## [RECORDED DATA]
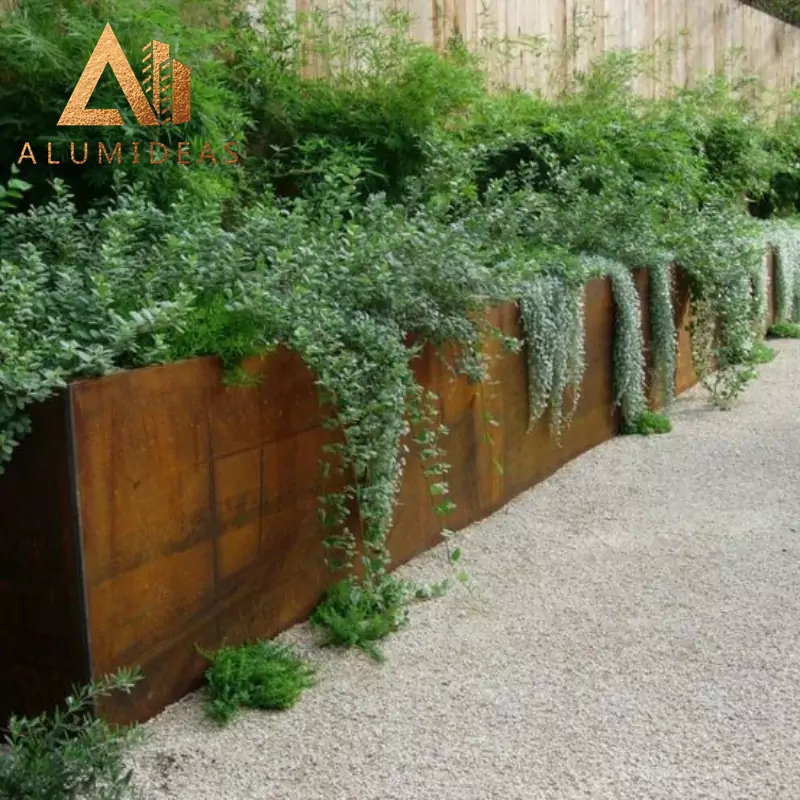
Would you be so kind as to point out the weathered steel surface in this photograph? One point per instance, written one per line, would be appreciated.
(198, 503)
(40, 605)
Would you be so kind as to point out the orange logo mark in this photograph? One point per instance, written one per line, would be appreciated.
(167, 81)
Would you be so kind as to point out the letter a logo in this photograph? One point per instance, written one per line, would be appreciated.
(171, 102)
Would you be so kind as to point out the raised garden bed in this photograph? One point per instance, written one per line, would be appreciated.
(155, 510)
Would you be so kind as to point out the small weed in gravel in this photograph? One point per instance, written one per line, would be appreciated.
(69, 753)
(264, 675)
(357, 615)
(762, 353)
(784, 330)
(648, 422)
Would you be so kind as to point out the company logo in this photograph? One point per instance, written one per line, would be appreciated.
(162, 98)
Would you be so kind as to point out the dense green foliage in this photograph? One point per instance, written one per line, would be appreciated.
(263, 675)
(69, 754)
(383, 207)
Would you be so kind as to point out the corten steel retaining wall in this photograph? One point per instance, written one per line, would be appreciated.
(156, 510)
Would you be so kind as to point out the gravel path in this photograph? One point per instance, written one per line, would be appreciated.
(634, 633)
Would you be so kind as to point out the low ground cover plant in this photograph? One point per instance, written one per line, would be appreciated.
(392, 202)
(69, 754)
(784, 330)
(264, 675)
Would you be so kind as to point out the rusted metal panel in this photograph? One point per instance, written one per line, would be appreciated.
(40, 589)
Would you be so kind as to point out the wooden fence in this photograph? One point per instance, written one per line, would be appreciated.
(542, 44)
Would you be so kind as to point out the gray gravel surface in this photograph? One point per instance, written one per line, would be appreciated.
(634, 632)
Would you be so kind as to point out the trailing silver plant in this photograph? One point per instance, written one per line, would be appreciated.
(759, 306)
(662, 324)
(785, 239)
(551, 311)
(629, 365)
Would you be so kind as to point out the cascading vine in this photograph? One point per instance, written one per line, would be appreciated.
(551, 310)
(662, 324)
(629, 365)
(785, 239)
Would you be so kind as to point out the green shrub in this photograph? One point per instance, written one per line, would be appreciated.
(70, 753)
(647, 423)
(762, 354)
(358, 615)
(263, 675)
(44, 47)
(784, 330)
(393, 202)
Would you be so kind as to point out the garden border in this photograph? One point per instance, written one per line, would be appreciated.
(187, 516)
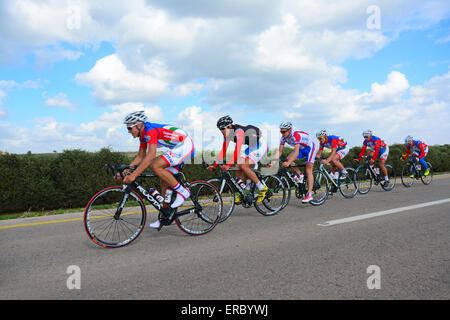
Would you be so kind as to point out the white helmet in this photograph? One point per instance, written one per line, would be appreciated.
(137, 116)
(286, 125)
(367, 133)
(321, 133)
(408, 139)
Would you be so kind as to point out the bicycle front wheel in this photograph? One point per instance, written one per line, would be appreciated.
(363, 179)
(408, 175)
(347, 186)
(202, 211)
(428, 178)
(388, 186)
(110, 226)
(275, 196)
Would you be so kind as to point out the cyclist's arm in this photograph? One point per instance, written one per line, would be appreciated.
(146, 161)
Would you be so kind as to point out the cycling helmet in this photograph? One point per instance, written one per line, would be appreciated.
(224, 122)
(367, 133)
(408, 139)
(137, 116)
(322, 133)
(286, 125)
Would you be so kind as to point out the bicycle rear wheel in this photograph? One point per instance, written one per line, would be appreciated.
(427, 179)
(202, 211)
(392, 178)
(347, 186)
(275, 196)
(228, 197)
(364, 179)
(321, 188)
(407, 172)
(107, 228)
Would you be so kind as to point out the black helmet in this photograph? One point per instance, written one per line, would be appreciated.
(224, 122)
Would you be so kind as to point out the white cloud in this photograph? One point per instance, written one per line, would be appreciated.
(61, 101)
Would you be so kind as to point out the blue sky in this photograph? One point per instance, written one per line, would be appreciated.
(68, 83)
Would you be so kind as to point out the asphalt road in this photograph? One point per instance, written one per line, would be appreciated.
(288, 256)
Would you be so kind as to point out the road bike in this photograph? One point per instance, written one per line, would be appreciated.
(116, 216)
(366, 176)
(229, 189)
(319, 190)
(346, 184)
(413, 170)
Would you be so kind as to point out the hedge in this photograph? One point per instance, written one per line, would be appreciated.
(34, 182)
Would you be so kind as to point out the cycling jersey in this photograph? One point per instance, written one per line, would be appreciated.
(298, 137)
(248, 135)
(419, 147)
(334, 142)
(378, 145)
(163, 135)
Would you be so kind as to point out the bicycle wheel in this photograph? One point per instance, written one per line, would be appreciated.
(363, 178)
(347, 186)
(275, 196)
(321, 188)
(407, 171)
(202, 211)
(388, 186)
(228, 196)
(287, 187)
(105, 227)
(427, 179)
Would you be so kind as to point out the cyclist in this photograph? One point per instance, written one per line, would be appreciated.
(380, 149)
(303, 147)
(419, 148)
(152, 136)
(338, 148)
(256, 149)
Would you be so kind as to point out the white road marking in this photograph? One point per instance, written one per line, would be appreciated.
(382, 213)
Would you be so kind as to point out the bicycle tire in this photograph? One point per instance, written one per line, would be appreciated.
(287, 187)
(105, 230)
(407, 171)
(228, 197)
(364, 179)
(392, 178)
(424, 179)
(321, 188)
(273, 202)
(348, 187)
(203, 212)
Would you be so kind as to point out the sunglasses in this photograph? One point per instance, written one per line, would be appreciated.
(131, 127)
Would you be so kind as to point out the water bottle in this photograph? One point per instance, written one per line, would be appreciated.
(241, 183)
(168, 196)
(156, 195)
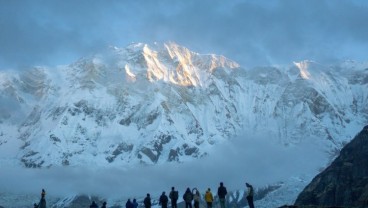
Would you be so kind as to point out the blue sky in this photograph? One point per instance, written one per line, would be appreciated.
(50, 32)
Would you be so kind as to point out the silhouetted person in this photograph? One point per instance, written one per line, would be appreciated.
(196, 197)
(221, 192)
(174, 196)
(129, 204)
(93, 205)
(188, 198)
(250, 194)
(147, 201)
(42, 203)
(208, 197)
(135, 203)
(163, 200)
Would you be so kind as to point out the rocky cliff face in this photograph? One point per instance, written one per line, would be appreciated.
(152, 104)
(345, 181)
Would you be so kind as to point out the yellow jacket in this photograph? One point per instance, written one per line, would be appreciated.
(208, 197)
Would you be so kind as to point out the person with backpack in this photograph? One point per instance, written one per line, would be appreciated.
(221, 192)
(196, 197)
(147, 201)
(93, 205)
(42, 203)
(135, 203)
(208, 197)
(163, 200)
(129, 204)
(188, 198)
(250, 194)
(174, 196)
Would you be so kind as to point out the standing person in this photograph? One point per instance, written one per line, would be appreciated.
(135, 203)
(208, 197)
(163, 200)
(147, 201)
(174, 195)
(188, 197)
(250, 194)
(43, 193)
(196, 197)
(129, 204)
(221, 192)
(42, 203)
(93, 205)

## [SHORT TASK]
Rewrite all of the material above, changing "in this photograph" to "in this image" everywhere and keeping everything else the same. Leave the pictures out.

## [PROBLEM SOLUTION]
Would you be so kind as to point out the weathered steel surface in this image? One point per instance, written one per line, would be appreciated.
(198, 503)
(40, 605)
Would you be so kind as to point out the orange logo mark in this image? One point per instance, written one per line, would be appreciated.
(167, 81)
Would you be so kind as to point out the letter a logo in this image? One point per instance, written one per line, would be appreciated.
(171, 102)
Would you be so kind as to point out the raised garden bed in this image? One point per instance, written one per line, would be appreciated.
(155, 510)
Would you be so kind as to point out the small weed in gravel in this image? One point per instance, written one per line, would be appreciated.
(69, 753)
(264, 675)
(357, 615)
(762, 353)
(784, 330)
(648, 422)
Would you be so kind as to point out the company logo in this image? One point per instance, written one per line, would be appreciated.
(162, 98)
Would you be so kind as to point out the dense green foliage in this image? One point per instance, written one per line, would be appreciated.
(263, 675)
(69, 754)
(383, 207)
Would you be so kind as to point out the corten steel retaining wall in this image? One point per instance, written one per line, would be appreciated.
(156, 510)
Would you be so kind as to point out the gravel path in this image? One point per instance, written one per line, would be appreciated.
(634, 633)
Would you be so kind as to point out the low ground cover plant in this image? One point per instance, written one per line, would be appreciated.
(392, 202)
(69, 754)
(784, 330)
(264, 675)
Would you be so kind as to point out the rusted metal panel in this image? One point per instance, written one per line, would be appreciated.
(40, 589)
Would you be so kind as to point out the wooden fence in this image? One point per instance, written one per line, would be appreciated.
(542, 44)
Would you be so kind as to point out the gray gravel surface in this image? One point per instance, written one per line, would be appreciated.
(634, 632)
Would you be so kind as to point out the trailing silver plant in this image? One point per instance, written one per line, would be appreciated.
(759, 306)
(662, 324)
(785, 239)
(551, 311)
(629, 365)
Would you be so kind as to point out the cascading vine in this image? One point per instance, written one per line, would be appreciated.
(551, 310)
(662, 324)
(629, 365)
(785, 239)
Would you be so kind as to point out the green shrub in this image? One point per instance, written one per line, would be appreciated.
(70, 753)
(647, 423)
(762, 354)
(358, 615)
(263, 675)
(44, 47)
(784, 330)
(393, 202)
Would you be so kind as to point out the garden border in this image? One point per instance, written one per line, would be appreciated.
(187, 516)
Would you be so kind as to point out the white helmet in this image? One point per instance, written one per line, would be appreciated.
(137, 116)
(286, 125)
(367, 133)
(321, 133)
(408, 139)
Would you be so kind as to point out the bicycle front wheel in this image? One point per instance, written one per line, would be appreciated.
(363, 179)
(408, 175)
(347, 186)
(202, 211)
(428, 178)
(388, 186)
(110, 226)
(275, 196)
Would you be so kind as to point out the cyclist's arm in this image? One point per instance, written one per line, would be appreciated.
(146, 161)
Would you be so kind as to point out the cycling helmet in this image? One point per instance, written one per line, would be appreciated.
(224, 122)
(367, 133)
(408, 139)
(137, 116)
(322, 133)
(286, 125)
Would you be so kind as to point out the bicycle rear wheel in this image? One point per instance, written one per line, would be appreciated.
(427, 179)
(202, 211)
(392, 178)
(347, 186)
(275, 196)
(228, 197)
(364, 179)
(321, 188)
(407, 172)
(107, 228)
Would you be so kind as to point out the black helmet in this image? One point per instance, written one per line, would be appreciated.
(224, 122)
Would you be so kind as to point out the white cloud in this image? One point per instance, written one per line, would be appreciated.
(61, 101)
Would you be so kind as to point out the blue sky in this image? One point per instance, written one per line, would be appreciated.
(68, 83)
Would you be so kind as to point out the asphalt road in this image? One point per instance, written one per line, would be appreciated.
(288, 256)
Would you be so kind as to point out the road bike in this image? One point per instance, written one per line, would be appreciated.
(116, 216)
(366, 176)
(229, 189)
(319, 190)
(346, 184)
(413, 170)
Would you be so kind as to point out the hedge in this image? One point per instance, written one per line, would be appreciated.
(34, 182)
Would you be so kind as to point out the cycling jersey in this image? One point per instance, written one per line, would be appreciated.
(298, 137)
(248, 135)
(419, 147)
(334, 142)
(378, 145)
(163, 135)
Would you be so kind as to point out the bicycle wheel in this image? One point per instance, written one per line, would be appreciated.
(363, 178)
(347, 186)
(275, 196)
(321, 188)
(407, 171)
(202, 211)
(388, 186)
(228, 196)
(287, 187)
(105, 227)
(427, 179)
Would you be so kind as to point out the cyclist in this image? One point per instance, written one per line, would be appreciated.
(380, 149)
(303, 147)
(419, 148)
(152, 136)
(338, 148)
(256, 149)
Would you be so kind as to point out the white road marking in this image? One point per instance, written one per line, would be appreciated.
(382, 213)
Would you be so kind as to point out the bicycle tire in this image? One point per instance, written one per line, would be appreciated.
(287, 187)
(105, 230)
(407, 171)
(228, 197)
(364, 179)
(392, 178)
(424, 179)
(321, 188)
(273, 202)
(348, 187)
(203, 212)
Would you be so kind as to point out the sunglasses in this image? One point per instance, written one per line, would be appreciated.
(131, 127)
Would you be so kind as to point out the water bottle in this image? One point per instance, written one per line, would be appreciated.
(241, 183)
(168, 196)
(156, 195)
Would you be so kind as to point out the blue sky in this image? One point per instance, written one per line, would be appreciated.
(50, 32)
Would you be so kind as to point out the silhouetted person in this image? One point per instance, written one per line, would be appreciated.
(196, 197)
(221, 192)
(174, 196)
(129, 204)
(93, 205)
(188, 198)
(250, 194)
(147, 201)
(42, 203)
(208, 197)
(135, 203)
(163, 200)
Would you be so kind as to point out the rocky cliff face in this image? One point per instance, written one per line, would be appreciated.
(152, 104)
(345, 181)
Would you be so kind as to point out the yellow jacket in this image? One point per instance, written one per line, would be appreciated.
(208, 197)
Would you be so kind as to point out the person with backpack in this image? One point per instance, written one per line, would be appreciated.
(221, 192)
(196, 197)
(147, 201)
(93, 205)
(42, 203)
(135, 203)
(208, 197)
(163, 200)
(129, 204)
(188, 198)
(250, 194)
(174, 196)
Would you be so kind as to point out the standing person in this image? One point per instance, written one per line, would be appreciated.
(135, 203)
(208, 197)
(163, 200)
(147, 201)
(174, 195)
(188, 197)
(250, 194)
(43, 193)
(196, 197)
(129, 204)
(221, 192)
(42, 203)
(93, 205)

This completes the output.